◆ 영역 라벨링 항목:

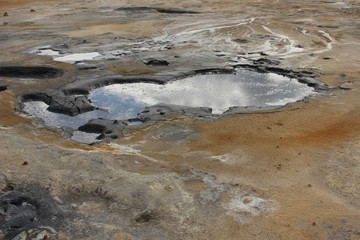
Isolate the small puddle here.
[90,70,314,115]
[24,70,315,135]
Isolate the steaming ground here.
[0,0,360,239]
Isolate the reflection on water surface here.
[24,70,314,128]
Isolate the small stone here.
[339,83,353,90]
[0,174,8,192]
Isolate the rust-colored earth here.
[0,0,360,240]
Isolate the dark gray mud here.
[0,66,64,79]
[0,184,64,240]
[116,7,200,14]
[21,65,326,143]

◆ 지정 과제:
위 항목 전체를 한 줄도 바꾸지 말고 그대로 인용하되, 그림은 답에서 제외할 것.

◆ 예상 출력:
Isolate the small puddle here.
[90,70,314,115]
[24,70,315,135]
Isolate the steaming ground here.
[0,0,360,239]
Isolate the reflection on water surface here.
[24,70,314,128]
Isolate the small stone here.
[339,83,353,90]
[0,174,8,192]
Isolate the rust-colored earth here.
[0,0,360,240]
Isolate the dark gray mud here.
[0,66,64,79]
[0,184,64,240]
[116,7,200,14]
[21,65,326,143]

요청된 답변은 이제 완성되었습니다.